## Work to be completed:
Please identify each line in the material below that contains the word "pole", and copy every such line in full.

+++

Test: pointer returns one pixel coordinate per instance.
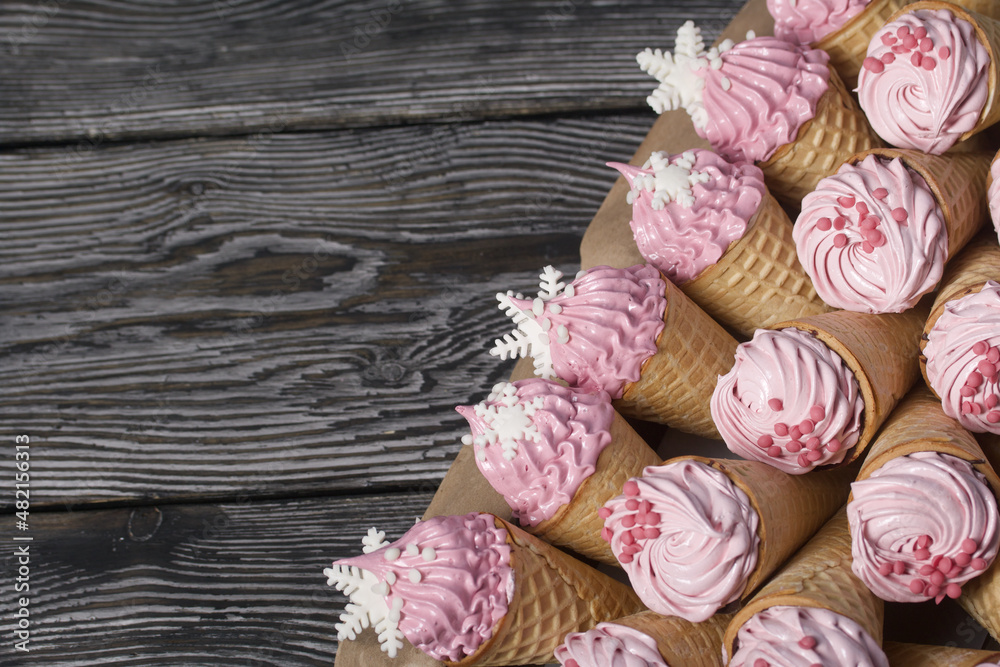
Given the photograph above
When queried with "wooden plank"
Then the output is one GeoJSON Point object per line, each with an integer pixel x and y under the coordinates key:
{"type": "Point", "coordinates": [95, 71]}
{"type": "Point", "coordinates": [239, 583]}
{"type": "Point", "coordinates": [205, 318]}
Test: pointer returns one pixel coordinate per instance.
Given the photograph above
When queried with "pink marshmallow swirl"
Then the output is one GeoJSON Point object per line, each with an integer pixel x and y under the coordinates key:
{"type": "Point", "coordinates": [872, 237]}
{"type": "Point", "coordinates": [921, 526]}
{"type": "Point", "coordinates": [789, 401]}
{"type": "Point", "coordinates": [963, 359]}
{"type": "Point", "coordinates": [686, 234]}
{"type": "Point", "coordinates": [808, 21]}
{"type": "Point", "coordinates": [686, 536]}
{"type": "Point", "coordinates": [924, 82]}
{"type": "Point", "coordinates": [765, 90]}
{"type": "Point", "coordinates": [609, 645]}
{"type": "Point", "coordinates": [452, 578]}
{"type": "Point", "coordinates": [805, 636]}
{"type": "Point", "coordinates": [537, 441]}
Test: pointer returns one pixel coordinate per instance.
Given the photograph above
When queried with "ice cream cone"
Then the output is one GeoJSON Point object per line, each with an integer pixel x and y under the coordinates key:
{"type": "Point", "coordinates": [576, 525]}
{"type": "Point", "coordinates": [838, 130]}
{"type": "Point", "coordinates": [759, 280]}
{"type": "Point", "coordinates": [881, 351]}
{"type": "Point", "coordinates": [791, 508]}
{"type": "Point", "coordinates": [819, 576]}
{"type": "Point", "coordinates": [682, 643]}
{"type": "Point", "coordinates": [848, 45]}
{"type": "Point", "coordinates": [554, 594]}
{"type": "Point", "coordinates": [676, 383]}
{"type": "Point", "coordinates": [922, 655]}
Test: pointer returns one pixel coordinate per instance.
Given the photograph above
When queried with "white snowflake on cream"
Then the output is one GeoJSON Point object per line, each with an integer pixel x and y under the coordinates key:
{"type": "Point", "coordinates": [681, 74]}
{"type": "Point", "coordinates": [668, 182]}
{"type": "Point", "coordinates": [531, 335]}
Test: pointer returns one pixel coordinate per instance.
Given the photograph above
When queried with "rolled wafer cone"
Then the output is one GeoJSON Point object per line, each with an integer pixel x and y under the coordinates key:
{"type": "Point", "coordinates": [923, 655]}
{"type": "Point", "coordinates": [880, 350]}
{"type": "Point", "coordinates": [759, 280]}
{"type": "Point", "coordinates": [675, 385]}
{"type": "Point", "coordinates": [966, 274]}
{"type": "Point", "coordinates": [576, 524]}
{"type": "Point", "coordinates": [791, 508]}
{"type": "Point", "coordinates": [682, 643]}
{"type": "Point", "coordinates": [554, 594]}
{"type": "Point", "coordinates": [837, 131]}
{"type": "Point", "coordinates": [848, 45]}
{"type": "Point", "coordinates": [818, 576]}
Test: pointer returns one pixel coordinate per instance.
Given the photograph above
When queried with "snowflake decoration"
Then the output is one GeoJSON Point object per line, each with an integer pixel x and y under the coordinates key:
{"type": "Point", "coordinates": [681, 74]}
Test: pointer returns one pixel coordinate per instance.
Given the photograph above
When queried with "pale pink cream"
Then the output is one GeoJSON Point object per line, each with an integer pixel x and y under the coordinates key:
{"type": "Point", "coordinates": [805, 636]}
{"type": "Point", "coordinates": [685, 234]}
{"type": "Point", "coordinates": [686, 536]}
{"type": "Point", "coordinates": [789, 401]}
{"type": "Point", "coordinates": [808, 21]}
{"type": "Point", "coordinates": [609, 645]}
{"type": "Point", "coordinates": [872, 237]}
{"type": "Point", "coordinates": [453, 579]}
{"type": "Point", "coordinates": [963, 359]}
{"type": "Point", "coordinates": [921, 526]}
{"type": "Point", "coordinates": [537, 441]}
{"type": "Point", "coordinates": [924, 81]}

+++

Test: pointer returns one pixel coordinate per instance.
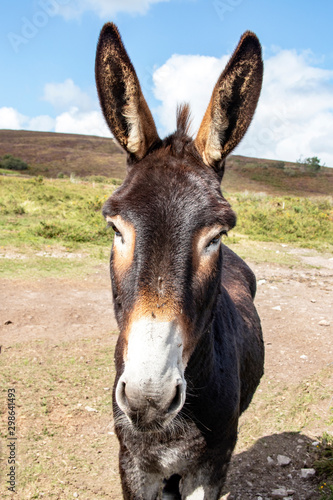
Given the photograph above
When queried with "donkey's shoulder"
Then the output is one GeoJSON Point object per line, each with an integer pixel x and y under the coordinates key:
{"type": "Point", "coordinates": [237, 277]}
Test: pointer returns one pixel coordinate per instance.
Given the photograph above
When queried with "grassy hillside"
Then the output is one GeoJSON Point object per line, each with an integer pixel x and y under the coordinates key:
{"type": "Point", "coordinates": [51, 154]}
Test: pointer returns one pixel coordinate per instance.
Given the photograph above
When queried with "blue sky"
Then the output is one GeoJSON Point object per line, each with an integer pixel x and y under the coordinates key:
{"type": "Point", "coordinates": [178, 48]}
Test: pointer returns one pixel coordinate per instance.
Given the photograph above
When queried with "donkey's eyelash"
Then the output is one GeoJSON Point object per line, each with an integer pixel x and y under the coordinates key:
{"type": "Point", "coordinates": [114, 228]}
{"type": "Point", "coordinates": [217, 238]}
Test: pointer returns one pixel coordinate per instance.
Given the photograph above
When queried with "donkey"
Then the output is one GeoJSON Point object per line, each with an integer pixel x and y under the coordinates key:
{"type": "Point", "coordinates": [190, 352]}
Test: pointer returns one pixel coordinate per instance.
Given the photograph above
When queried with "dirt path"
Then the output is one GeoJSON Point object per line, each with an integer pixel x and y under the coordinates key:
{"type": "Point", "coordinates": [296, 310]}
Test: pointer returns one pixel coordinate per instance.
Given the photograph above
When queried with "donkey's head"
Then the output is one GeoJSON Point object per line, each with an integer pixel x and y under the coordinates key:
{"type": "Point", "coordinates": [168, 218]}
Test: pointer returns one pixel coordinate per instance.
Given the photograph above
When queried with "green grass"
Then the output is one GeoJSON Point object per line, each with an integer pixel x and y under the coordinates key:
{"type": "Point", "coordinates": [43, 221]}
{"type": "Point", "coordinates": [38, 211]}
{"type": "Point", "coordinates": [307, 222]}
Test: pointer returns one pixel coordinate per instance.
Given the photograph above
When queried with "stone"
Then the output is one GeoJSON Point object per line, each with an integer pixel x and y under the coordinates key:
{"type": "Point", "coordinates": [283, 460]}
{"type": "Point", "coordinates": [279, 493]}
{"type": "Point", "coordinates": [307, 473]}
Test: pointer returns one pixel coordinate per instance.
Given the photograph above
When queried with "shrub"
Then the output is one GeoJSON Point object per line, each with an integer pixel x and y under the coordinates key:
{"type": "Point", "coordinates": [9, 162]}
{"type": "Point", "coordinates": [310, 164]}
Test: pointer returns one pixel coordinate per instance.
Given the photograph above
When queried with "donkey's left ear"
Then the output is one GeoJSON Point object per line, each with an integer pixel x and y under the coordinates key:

+++

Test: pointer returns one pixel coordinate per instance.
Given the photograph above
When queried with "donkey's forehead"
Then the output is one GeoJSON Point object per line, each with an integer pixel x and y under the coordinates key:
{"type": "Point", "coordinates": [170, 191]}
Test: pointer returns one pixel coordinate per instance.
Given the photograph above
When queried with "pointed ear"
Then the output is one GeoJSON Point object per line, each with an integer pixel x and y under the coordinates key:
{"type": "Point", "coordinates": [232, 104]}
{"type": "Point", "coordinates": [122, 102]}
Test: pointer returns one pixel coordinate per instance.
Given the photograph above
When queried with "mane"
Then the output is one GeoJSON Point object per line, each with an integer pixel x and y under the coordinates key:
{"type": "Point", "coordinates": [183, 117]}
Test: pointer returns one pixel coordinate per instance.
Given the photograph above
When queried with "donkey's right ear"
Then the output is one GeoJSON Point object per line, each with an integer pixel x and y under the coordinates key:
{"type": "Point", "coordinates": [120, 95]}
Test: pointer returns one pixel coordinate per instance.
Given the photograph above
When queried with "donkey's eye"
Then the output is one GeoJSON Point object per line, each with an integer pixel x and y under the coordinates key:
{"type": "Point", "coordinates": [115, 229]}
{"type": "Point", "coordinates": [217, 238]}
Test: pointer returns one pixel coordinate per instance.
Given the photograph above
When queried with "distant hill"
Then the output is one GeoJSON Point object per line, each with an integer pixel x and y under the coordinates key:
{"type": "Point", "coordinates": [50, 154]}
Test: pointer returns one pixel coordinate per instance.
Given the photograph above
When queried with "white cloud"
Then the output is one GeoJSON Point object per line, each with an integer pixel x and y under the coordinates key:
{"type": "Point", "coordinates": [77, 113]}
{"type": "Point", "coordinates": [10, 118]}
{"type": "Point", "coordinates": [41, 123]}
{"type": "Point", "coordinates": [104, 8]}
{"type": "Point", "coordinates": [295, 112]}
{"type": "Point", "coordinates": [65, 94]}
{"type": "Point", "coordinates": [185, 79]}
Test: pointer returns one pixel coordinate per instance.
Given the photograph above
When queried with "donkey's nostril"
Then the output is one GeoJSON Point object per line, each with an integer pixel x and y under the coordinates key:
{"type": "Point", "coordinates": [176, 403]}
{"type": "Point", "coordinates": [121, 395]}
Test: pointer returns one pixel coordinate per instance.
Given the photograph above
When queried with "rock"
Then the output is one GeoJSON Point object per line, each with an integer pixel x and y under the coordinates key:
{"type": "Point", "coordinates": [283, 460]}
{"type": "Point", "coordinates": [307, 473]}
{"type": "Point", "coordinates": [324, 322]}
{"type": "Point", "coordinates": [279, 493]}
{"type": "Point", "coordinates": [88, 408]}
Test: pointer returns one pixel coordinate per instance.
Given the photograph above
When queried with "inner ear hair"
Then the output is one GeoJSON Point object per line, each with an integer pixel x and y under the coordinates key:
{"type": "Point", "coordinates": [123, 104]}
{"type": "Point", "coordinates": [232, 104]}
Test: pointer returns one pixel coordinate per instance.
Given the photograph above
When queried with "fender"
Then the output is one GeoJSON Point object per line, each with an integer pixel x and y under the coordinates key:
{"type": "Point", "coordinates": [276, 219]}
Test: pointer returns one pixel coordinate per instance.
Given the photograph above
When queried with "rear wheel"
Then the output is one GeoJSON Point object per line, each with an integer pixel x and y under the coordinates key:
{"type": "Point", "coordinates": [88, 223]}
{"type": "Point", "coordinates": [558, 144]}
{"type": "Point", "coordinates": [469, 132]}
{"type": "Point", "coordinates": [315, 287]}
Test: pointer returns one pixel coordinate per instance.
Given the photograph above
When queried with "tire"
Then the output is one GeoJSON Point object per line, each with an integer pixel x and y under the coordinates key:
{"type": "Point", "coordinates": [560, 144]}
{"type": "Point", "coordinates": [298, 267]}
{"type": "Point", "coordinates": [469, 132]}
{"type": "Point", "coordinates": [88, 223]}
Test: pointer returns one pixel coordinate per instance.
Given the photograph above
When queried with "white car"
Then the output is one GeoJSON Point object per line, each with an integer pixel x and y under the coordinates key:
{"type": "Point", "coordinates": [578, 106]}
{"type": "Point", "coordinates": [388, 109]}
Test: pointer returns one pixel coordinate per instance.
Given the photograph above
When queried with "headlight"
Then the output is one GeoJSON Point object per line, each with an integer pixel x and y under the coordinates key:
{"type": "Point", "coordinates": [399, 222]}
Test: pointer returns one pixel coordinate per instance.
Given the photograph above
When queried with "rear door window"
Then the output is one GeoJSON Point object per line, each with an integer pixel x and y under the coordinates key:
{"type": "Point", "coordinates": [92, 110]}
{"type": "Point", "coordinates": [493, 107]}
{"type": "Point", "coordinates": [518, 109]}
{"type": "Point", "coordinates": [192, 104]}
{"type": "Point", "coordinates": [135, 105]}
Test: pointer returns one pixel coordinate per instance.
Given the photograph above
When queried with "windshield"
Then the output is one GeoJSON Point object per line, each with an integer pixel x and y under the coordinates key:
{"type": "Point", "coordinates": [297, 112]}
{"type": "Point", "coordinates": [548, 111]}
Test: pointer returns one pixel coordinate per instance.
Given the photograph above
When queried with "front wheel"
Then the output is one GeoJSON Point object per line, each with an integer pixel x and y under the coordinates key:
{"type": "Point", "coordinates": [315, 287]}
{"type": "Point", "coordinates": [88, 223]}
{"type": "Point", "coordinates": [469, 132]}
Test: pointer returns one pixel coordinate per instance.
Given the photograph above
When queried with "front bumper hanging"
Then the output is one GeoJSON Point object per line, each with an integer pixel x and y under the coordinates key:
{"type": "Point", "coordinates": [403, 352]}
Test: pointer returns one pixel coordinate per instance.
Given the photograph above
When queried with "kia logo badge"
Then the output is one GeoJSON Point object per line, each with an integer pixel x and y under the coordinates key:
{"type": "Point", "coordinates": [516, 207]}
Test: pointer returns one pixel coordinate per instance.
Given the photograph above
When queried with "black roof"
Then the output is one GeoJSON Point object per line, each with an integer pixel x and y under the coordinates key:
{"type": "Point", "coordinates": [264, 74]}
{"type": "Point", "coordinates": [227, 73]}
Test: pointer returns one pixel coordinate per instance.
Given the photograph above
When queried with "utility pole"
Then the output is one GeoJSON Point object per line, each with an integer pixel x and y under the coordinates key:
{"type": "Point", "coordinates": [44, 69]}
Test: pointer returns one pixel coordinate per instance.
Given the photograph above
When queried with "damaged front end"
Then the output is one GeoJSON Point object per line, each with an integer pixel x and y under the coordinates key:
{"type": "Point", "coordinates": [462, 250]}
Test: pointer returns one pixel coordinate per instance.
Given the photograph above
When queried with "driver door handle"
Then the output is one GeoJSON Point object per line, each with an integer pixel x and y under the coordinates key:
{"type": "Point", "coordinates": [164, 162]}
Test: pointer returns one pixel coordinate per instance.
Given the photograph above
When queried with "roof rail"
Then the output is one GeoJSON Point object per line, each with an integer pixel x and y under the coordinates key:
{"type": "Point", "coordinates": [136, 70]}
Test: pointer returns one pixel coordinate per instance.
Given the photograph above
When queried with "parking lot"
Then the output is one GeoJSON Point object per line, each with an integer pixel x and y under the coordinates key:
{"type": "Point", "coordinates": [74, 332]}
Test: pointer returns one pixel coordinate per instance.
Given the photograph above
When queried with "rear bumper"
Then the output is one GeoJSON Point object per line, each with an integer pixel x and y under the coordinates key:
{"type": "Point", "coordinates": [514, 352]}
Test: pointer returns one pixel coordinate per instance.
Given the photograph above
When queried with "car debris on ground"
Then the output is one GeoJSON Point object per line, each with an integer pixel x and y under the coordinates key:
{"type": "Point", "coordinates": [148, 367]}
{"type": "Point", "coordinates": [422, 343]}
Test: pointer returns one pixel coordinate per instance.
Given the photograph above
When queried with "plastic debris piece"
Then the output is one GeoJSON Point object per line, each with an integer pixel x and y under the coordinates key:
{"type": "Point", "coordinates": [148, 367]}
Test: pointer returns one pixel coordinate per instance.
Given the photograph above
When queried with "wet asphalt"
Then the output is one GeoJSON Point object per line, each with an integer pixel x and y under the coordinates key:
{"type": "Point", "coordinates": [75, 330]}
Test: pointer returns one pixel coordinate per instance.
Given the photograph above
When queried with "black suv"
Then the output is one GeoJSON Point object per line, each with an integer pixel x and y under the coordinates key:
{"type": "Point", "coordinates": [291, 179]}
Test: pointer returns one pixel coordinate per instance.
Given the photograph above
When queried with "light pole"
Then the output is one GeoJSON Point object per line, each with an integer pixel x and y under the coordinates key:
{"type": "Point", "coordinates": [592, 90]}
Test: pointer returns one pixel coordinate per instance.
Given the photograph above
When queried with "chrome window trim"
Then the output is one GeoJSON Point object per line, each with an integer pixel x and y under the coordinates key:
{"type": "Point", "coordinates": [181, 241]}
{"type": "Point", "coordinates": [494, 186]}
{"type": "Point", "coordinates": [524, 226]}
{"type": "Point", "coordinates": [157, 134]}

+++

## Solved problem:
When queried with "utility pole"
When queried with "light pole"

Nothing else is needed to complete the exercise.